Description of the task: How many of the lines below contain the string "yellow", matching case exactly? Reply with the number only.
#### Record list ####
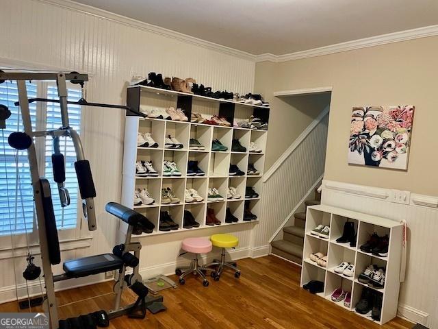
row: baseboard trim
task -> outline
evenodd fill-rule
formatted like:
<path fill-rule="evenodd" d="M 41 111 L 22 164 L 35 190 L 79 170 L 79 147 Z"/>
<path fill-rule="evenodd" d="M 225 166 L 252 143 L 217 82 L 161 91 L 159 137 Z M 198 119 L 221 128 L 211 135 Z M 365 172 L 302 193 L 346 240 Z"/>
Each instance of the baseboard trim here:
<path fill-rule="evenodd" d="M 422 310 L 417 310 L 404 304 L 399 304 L 397 309 L 397 315 L 413 323 L 427 325 L 429 315 Z"/>

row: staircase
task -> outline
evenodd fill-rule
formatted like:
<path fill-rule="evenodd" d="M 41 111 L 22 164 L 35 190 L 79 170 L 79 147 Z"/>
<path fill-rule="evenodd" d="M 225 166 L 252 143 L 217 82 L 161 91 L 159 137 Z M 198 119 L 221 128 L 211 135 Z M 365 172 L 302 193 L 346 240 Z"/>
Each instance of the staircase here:
<path fill-rule="evenodd" d="M 283 228 L 283 240 L 271 243 L 271 252 L 275 255 L 301 265 L 304 244 L 305 227 L 306 225 L 306 209 L 309 206 L 321 203 L 321 193 L 315 189 L 315 198 L 305 201 L 305 211 L 294 214 L 293 226 Z"/>

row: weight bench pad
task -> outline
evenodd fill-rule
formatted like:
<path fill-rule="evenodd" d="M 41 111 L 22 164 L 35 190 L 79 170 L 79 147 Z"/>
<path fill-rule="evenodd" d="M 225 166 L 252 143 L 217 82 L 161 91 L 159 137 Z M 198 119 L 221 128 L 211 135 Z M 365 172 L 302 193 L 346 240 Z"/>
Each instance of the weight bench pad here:
<path fill-rule="evenodd" d="M 62 265 L 62 268 L 67 276 L 81 278 L 120 269 L 123 266 L 123 260 L 120 257 L 112 254 L 103 254 L 67 260 Z"/>

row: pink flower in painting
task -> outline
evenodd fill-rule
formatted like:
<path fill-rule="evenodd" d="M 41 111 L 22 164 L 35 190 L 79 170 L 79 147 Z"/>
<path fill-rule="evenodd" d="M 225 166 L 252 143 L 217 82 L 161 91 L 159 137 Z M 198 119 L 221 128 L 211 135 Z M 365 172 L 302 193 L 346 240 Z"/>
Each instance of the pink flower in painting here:
<path fill-rule="evenodd" d="M 377 129 L 377 121 L 376 121 L 373 118 L 368 118 L 365 121 L 365 127 L 367 130 L 374 130 L 375 129 Z"/>
<path fill-rule="evenodd" d="M 353 135 L 357 135 L 363 130 L 363 121 L 362 120 L 357 120 L 351 123 L 350 131 Z"/>
<path fill-rule="evenodd" d="M 377 116 L 377 125 L 380 128 L 387 128 L 388 125 L 391 122 L 394 122 L 394 119 L 387 113 L 382 113 Z"/>

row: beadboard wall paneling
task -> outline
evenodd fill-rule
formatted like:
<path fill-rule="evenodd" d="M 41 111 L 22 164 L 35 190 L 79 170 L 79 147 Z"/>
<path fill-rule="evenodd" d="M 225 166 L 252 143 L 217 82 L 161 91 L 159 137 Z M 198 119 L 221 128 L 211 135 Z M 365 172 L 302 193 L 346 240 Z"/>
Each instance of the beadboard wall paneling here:
<path fill-rule="evenodd" d="M 269 239 L 324 173 L 328 114 L 264 183 L 263 219 L 254 230 L 255 247 Z"/>
<path fill-rule="evenodd" d="M 133 75 L 145 75 L 150 71 L 194 77 L 214 90 L 227 89 L 240 93 L 253 90 L 255 62 L 252 60 L 82 11 L 39 0 L 3 0 L 0 21 L 3 26 L 0 62 L 10 63 L 10 67 L 17 67 L 19 64 L 20 68 L 48 67 L 88 73 L 90 75 L 86 89 L 89 101 L 124 104 L 127 82 Z M 104 208 L 107 202 L 120 199 L 125 113 L 97 108 L 83 110 L 82 137 L 97 191 L 98 230 L 92 233 L 91 247 L 64 253 L 63 259 L 108 252 L 118 242 L 118 223 L 105 212 Z M 212 232 L 221 230 L 224 229 Z M 240 246 L 248 247 L 248 228 L 242 225 L 235 230 L 240 230 L 236 233 Z M 151 239 L 142 238 L 145 247 L 140 267 L 159 267 L 175 262 L 184 236 L 177 233 Z M 10 265 L 0 261 L 2 268 L 6 265 Z M 18 283 L 23 282 L 21 265 L 20 263 L 16 269 Z M 2 274 L 0 287 L 14 287 L 12 270 Z M 103 276 L 97 276 L 89 280 L 101 278 Z"/>
<path fill-rule="evenodd" d="M 378 169 L 380 170 L 380 169 Z M 322 203 L 366 214 L 381 216 L 394 221 L 406 221 L 408 226 L 407 270 L 404 282 L 401 284 L 399 312 L 408 319 L 411 313 L 420 323 L 432 329 L 438 328 L 436 311 L 438 285 L 436 282 L 438 263 L 436 245 L 438 234 L 438 210 L 431 207 L 389 202 L 378 197 L 357 195 L 329 188 L 336 182 L 323 182 Z M 342 186 L 342 184 L 340 184 Z M 370 191 L 370 186 L 356 185 L 358 191 Z M 376 193 L 381 191 L 377 188 Z M 387 190 L 389 193 L 390 190 Z M 361 271 L 363 269 L 357 269 Z M 404 314 L 405 309 L 409 314 Z M 424 313 L 429 315 L 424 318 Z"/>

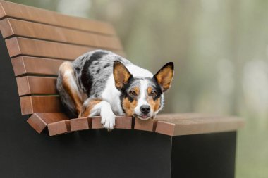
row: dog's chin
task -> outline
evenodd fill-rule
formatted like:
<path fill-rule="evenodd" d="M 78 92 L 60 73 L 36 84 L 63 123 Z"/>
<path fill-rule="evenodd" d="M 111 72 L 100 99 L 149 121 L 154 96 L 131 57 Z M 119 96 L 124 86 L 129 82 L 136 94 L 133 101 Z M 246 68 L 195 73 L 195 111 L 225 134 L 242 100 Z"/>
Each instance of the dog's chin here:
<path fill-rule="evenodd" d="M 150 115 L 136 115 L 136 114 L 134 114 L 134 117 L 138 117 L 140 120 L 150 120 L 150 119 L 153 119 L 154 118 L 153 116 L 150 116 Z"/>

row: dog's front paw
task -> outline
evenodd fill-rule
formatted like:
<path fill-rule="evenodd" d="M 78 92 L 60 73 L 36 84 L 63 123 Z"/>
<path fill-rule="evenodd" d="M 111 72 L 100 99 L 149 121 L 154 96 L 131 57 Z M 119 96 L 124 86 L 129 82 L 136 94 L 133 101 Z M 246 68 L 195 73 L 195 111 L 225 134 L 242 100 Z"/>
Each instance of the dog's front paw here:
<path fill-rule="evenodd" d="M 102 121 L 101 123 L 103 125 L 103 127 L 108 130 L 111 130 L 114 129 L 114 125 L 116 125 L 116 115 L 111 110 L 108 112 L 105 110 L 101 112 Z"/>

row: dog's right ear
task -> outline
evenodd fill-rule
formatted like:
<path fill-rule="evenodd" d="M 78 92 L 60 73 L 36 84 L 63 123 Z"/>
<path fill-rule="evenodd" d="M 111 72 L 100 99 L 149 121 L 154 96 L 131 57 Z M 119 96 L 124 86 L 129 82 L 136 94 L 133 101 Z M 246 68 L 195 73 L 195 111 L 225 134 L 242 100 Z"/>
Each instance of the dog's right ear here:
<path fill-rule="evenodd" d="M 114 62 L 114 83 L 117 89 L 122 89 L 131 76 L 131 74 L 123 63 L 118 61 Z"/>

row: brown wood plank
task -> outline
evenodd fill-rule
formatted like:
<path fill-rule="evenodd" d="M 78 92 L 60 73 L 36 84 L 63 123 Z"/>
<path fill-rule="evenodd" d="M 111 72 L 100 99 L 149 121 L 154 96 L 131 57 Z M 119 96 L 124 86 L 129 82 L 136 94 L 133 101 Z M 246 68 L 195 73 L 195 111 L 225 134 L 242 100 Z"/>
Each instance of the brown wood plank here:
<path fill-rule="evenodd" d="M 17 77 L 19 96 L 28 94 L 57 94 L 56 78 L 25 76 Z"/>
<path fill-rule="evenodd" d="M 135 119 L 134 129 L 154 132 L 155 130 L 157 121 L 154 120 L 142 120 L 138 118 Z"/>
<path fill-rule="evenodd" d="M 58 75 L 64 60 L 19 56 L 11 59 L 16 76 L 25 74 Z"/>
<path fill-rule="evenodd" d="M 40 134 L 48 124 L 68 120 L 68 117 L 61 113 L 37 113 L 32 115 L 27 122 Z"/>
<path fill-rule="evenodd" d="M 198 117 L 158 121 L 156 132 L 170 136 L 214 133 L 236 130 L 243 121 L 233 117 Z"/>
<path fill-rule="evenodd" d="M 22 115 L 35 113 L 61 113 L 57 96 L 28 96 L 20 98 Z"/>
<path fill-rule="evenodd" d="M 56 136 L 71 132 L 70 120 L 62 120 L 47 125 L 50 136 Z"/>
<path fill-rule="evenodd" d="M 92 129 L 103 129 L 100 117 L 93 117 L 92 119 Z M 115 129 L 130 129 L 132 128 L 132 117 L 116 116 Z"/>
<path fill-rule="evenodd" d="M 91 124 L 91 118 L 90 117 L 80 117 L 70 120 L 71 130 L 72 132 L 90 129 L 92 128 Z"/>
<path fill-rule="evenodd" d="M 0 18 L 10 17 L 109 35 L 116 34 L 113 27 L 106 23 L 72 17 L 5 1 L 0 1 Z"/>
<path fill-rule="evenodd" d="M 122 49 L 116 37 L 104 36 L 16 19 L 6 18 L 0 20 L 0 29 L 4 38 L 15 35 L 96 48 Z"/>
<path fill-rule="evenodd" d="M 82 54 L 96 49 L 92 47 L 22 37 L 12 37 L 6 39 L 6 44 L 11 57 L 23 55 L 75 60 Z M 118 55 L 123 55 L 121 51 L 111 50 L 111 51 Z"/>

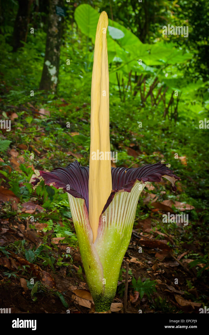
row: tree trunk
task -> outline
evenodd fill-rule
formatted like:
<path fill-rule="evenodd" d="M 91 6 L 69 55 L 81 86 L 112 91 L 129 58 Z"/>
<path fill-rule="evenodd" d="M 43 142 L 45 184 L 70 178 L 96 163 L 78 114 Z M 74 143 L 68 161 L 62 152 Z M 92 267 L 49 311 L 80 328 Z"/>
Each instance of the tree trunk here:
<path fill-rule="evenodd" d="M 18 0 L 19 8 L 13 32 L 13 51 L 23 47 L 21 41 L 26 42 L 31 5 L 33 0 Z"/>
<path fill-rule="evenodd" d="M 56 6 L 63 6 L 63 0 L 50 0 L 45 57 L 39 89 L 56 92 L 59 75 L 63 17 L 56 12 Z"/>

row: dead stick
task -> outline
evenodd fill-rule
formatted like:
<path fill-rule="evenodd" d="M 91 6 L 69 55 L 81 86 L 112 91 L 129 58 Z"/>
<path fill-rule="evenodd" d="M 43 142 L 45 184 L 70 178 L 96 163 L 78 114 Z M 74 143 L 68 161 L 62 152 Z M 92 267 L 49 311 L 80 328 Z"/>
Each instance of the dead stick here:
<path fill-rule="evenodd" d="M 129 283 L 129 263 L 126 263 L 126 285 L 125 285 L 125 293 L 124 294 L 124 313 L 126 313 L 126 307 L 127 306 L 127 296 L 128 293 L 128 284 Z"/>
<path fill-rule="evenodd" d="M 173 257 L 173 258 L 174 258 L 175 260 L 179 263 L 179 264 L 181 266 L 182 266 L 182 267 L 184 268 L 184 269 L 185 270 L 185 271 L 186 271 L 187 272 L 188 272 L 189 273 L 190 273 L 190 274 L 192 276 L 194 275 L 193 273 L 192 273 L 192 272 L 191 272 L 190 270 L 188 270 L 188 269 L 187 269 L 187 268 L 186 268 L 186 266 L 185 266 L 184 265 L 183 265 L 183 264 L 182 264 L 182 263 L 181 262 L 180 262 L 180 261 L 179 261 L 178 259 L 177 259 L 177 258 L 176 258 L 176 257 L 174 256 L 174 255 L 171 253 L 169 253 L 171 257 Z"/>

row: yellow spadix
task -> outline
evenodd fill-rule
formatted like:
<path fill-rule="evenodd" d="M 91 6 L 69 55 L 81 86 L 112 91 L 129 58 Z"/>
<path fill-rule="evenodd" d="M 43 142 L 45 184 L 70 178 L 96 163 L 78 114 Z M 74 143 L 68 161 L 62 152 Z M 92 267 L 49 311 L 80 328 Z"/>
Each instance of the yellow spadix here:
<path fill-rule="evenodd" d="M 97 236 L 99 218 L 112 190 L 110 159 L 92 159 L 93 153 L 110 152 L 109 72 L 107 31 L 108 18 L 102 12 L 99 19 L 95 40 L 92 72 L 91 142 L 89 163 L 89 218 L 93 242 Z"/>

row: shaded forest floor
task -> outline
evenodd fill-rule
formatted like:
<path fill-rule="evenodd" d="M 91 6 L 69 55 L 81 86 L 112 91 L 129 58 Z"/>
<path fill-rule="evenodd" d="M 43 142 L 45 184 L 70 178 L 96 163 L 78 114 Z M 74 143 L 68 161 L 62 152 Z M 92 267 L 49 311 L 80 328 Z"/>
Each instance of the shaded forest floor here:
<path fill-rule="evenodd" d="M 34 103 L 1 102 L 1 118 L 12 126 L 1 137 L 0 305 L 13 313 L 93 311 L 66 195 L 43 184 L 34 190 L 28 183 L 35 169 L 50 171 L 75 159 L 88 165 L 90 101 L 80 99 L 77 93 L 70 102 L 42 96 Z M 169 120 L 152 121 L 136 103 L 144 128 L 133 131 L 131 116 L 124 128 L 126 103 L 120 117 L 111 119 L 112 149 L 120 157 L 113 166 L 136 168 L 166 158 L 182 180 L 175 194 L 162 180 L 148 184 L 140 196 L 113 312 L 123 312 L 128 263 L 127 313 L 199 313 L 209 304 L 208 162 L 202 154 L 208 145 L 200 135 L 198 144 L 192 142 L 191 124 L 172 133 Z M 169 212 L 188 214 L 188 224 L 163 223 Z"/>

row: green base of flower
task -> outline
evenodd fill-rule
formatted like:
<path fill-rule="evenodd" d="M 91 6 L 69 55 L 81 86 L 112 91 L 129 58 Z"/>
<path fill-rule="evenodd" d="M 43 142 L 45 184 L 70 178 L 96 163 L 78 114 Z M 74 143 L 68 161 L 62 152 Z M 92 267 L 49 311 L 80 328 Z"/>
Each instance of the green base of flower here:
<path fill-rule="evenodd" d="M 107 293 L 104 294 L 93 294 L 92 297 L 95 306 L 95 311 L 105 312 L 110 311 L 115 293 L 114 292 L 111 294 Z"/>

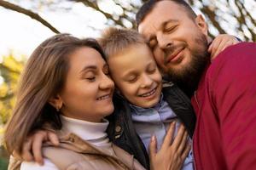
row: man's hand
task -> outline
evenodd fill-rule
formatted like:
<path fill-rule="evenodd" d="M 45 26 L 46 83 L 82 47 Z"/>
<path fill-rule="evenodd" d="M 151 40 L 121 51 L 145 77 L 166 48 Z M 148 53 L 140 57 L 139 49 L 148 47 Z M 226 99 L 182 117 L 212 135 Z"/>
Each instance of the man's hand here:
<path fill-rule="evenodd" d="M 23 144 L 21 155 L 19 156 L 16 152 L 14 156 L 26 161 L 35 161 L 40 165 L 44 165 L 42 156 L 42 144 L 44 142 L 49 141 L 52 144 L 59 145 L 59 139 L 52 131 L 38 130 L 29 136 L 26 141 Z"/>
<path fill-rule="evenodd" d="M 163 144 L 157 152 L 156 138 L 153 136 L 149 144 L 150 169 L 177 170 L 180 169 L 187 157 L 190 144 L 188 141 L 188 133 L 183 125 L 178 129 L 177 134 L 172 142 L 175 131 L 175 122 L 170 125 Z"/>
<path fill-rule="evenodd" d="M 212 60 L 223 50 L 230 45 L 238 43 L 239 41 L 234 36 L 229 34 L 220 34 L 215 37 L 208 48 Z"/>

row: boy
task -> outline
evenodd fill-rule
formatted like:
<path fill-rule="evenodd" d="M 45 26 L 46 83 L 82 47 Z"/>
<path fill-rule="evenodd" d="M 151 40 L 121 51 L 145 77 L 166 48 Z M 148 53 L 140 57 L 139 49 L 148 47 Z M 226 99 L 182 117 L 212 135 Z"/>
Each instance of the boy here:
<path fill-rule="evenodd" d="M 119 125 L 109 126 L 109 137 L 113 137 L 111 139 L 113 143 L 123 148 L 131 145 L 130 142 L 137 144 L 126 150 L 148 167 L 147 154 L 141 154 L 140 150 L 148 149 L 152 135 L 155 136 L 160 150 L 171 122 L 177 120 L 177 128 L 182 122 L 192 137 L 195 117 L 189 99 L 173 84 L 168 84 L 162 93 L 162 76 L 150 48 L 138 32 L 109 28 L 102 34 L 100 43 L 119 96 L 118 102 L 114 99 L 115 112 L 112 116 L 116 116 L 113 119 L 115 121 L 110 121 Z M 118 121 L 122 116 L 123 121 Z M 119 133 L 116 132 L 119 129 L 113 130 L 112 127 L 125 129 Z M 139 138 L 132 135 L 136 133 Z M 138 145 L 141 140 L 143 144 Z M 191 150 L 183 169 L 193 169 Z"/>

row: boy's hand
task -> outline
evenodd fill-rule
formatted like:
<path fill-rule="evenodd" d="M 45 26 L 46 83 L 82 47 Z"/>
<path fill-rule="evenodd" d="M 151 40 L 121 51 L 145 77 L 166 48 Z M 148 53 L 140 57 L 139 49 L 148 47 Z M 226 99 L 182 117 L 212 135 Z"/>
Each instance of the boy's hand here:
<path fill-rule="evenodd" d="M 42 144 L 49 141 L 54 145 L 59 144 L 57 135 L 52 131 L 38 130 L 28 137 L 23 144 L 21 159 L 26 162 L 35 161 L 40 165 L 44 165 L 42 156 Z M 15 157 L 16 154 L 15 154 Z"/>
<path fill-rule="evenodd" d="M 212 60 L 227 47 L 235 45 L 239 41 L 236 37 L 230 36 L 229 34 L 220 34 L 217 36 L 208 48 L 208 52 L 211 54 Z"/>
<path fill-rule="evenodd" d="M 175 122 L 172 122 L 158 152 L 156 151 L 156 138 L 155 136 L 151 138 L 149 144 L 151 170 L 177 170 L 182 167 L 191 146 L 187 144 L 188 133 L 183 125 L 181 125 L 179 128 L 177 134 L 172 142 L 174 130 Z"/>

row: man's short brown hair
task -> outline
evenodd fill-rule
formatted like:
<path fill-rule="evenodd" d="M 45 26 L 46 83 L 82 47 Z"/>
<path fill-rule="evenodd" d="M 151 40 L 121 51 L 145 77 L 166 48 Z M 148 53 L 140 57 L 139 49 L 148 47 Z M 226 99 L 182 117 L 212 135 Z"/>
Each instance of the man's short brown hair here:
<path fill-rule="evenodd" d="M 99 42 L 107 56 L 113 56 L 131 45 L 146 43 L 137 31 L 128 29 L 109 27 L 103 31 Z"/>

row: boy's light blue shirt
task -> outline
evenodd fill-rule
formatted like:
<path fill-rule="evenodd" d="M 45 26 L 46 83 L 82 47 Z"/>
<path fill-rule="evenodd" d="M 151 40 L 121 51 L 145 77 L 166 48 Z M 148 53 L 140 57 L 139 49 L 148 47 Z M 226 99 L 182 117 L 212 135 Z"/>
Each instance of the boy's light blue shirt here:
<path fill-rule="evenodd" d="M 145 109 L 133 105 L 130 105 L 130 106 L 135 129 L 142 139 L 148 153 L 151 136 L 153 134 L 155 135 L 157 139 L 157 149 L 160 150 L 169 128 L 170 122 L 174 120 L 177 121 L 175 130 L 176 136 L 180 123 L 176 114 L 170 108 L 167 102 L 163 99 L 162 94 L 160 101 L 154 107 Z M 182 169 L 193 169 L 193 155 L 191 150 Z"/>

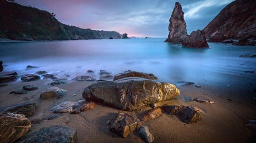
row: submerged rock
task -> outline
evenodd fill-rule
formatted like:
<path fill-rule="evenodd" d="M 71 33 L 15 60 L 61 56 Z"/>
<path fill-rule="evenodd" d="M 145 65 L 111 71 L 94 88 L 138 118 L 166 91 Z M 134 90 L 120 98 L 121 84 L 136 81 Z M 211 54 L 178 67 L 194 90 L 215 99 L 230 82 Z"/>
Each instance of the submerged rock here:
<path fill-rule="evenodd" d="M 114 120 L 108 122 L 108 130 L 126 138 L 137 128 L 139 122 L 140 120 L 132 114 L 119 113 Z"/>
<path fill-rule="evenodd" d="M 34 74 L 27 74 L 21 76 L 21 80 L 22 82 L 30 82 L 40 80 L 40 76 Z"/>
<path fill-rule="evenodd" d="M 86 88 L 83 98 L 125 110 L 176 99 L 180 90 L 172 84 L 156 80 L 126 78 L 94 83 Z"/>
<path fill-rule="evenodd" d="M 34 90 L 38 89 L 38 86 L 26 84 L 22 88 L 27 90 Z"/>
<path fill-rule="evenodd" d="M 95 82 L 96 80 L 95 78 L 91 77 L 90 76 L 76 76 L 75 78 L 73 78 L 72 80 L 76 80 L 77 82 Z"/>
<path fill-rule="evenodd" d="M 29 117 L 35 114 L 36 106 L 36 103 L 28 102 L 1 108 L 0 112 L 23 114 Z"/>
<path fill-rule="evenodd" d="M 0 142 L 13 142 L 24 136 L 31 128 L 24 114 L 0 112 Z"/>
<path fill-rule="evenodd" d="M 186 106 L 166 106 L 162 108 L 167 114 L 177 116 L 180 120 L 187 124 L 196 122 L 202 119 L 199 111 L 193 107 Z"/>
<path fill-rule="evenodd" d="M 0 72 L 0 82 L 5 82 L 16 80 L 18 78 L 17 72 Z"/>
<path fill-rule="evenodd" d="M 203 30 L 197 30 L 191 32 L 190 35 L 182 38 L 181 44 L 183 46 L 192 48 L 208 48 L 206 38 Z"/>
<path fill-rule="evenodd" d="M 130 71 L 115 75 L 113 80 L 129 77 L 141 78 L 149 80 L 158 80 L 158 78 L 152 74 Z"/>
<path fill-rule="evenodd" d="M 184 14 L 184 12 L 182 11 L 181 5 L 178 2 L 176 2 L 171 18 L 170 18 L 169 25 L 170 32 L 165 42 L 181 42 L 182 37 L 188 34 Z"/>
<path fill-rule="evenodd" d="M 59 125 L 41 128 L 39 131 L 24 136 L 18 143 L 77 142 L 76 132 Z"/>
<path fill-rule="evenodd" d="M 66 93 L 67 90 L 56 86 L 52 86 L 44 90 L 41 93 L 40 98 L 42 99 L 50 98 L 59 99 L 63 97 Z"/>
<path fill-rule="evenodd" d="M 155 138 L 149 131 L 147 126 L 143 126 L 139 130 L 140 136 L 145 142 L 151 143 L 153 142 Z"/>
####
Final result: 2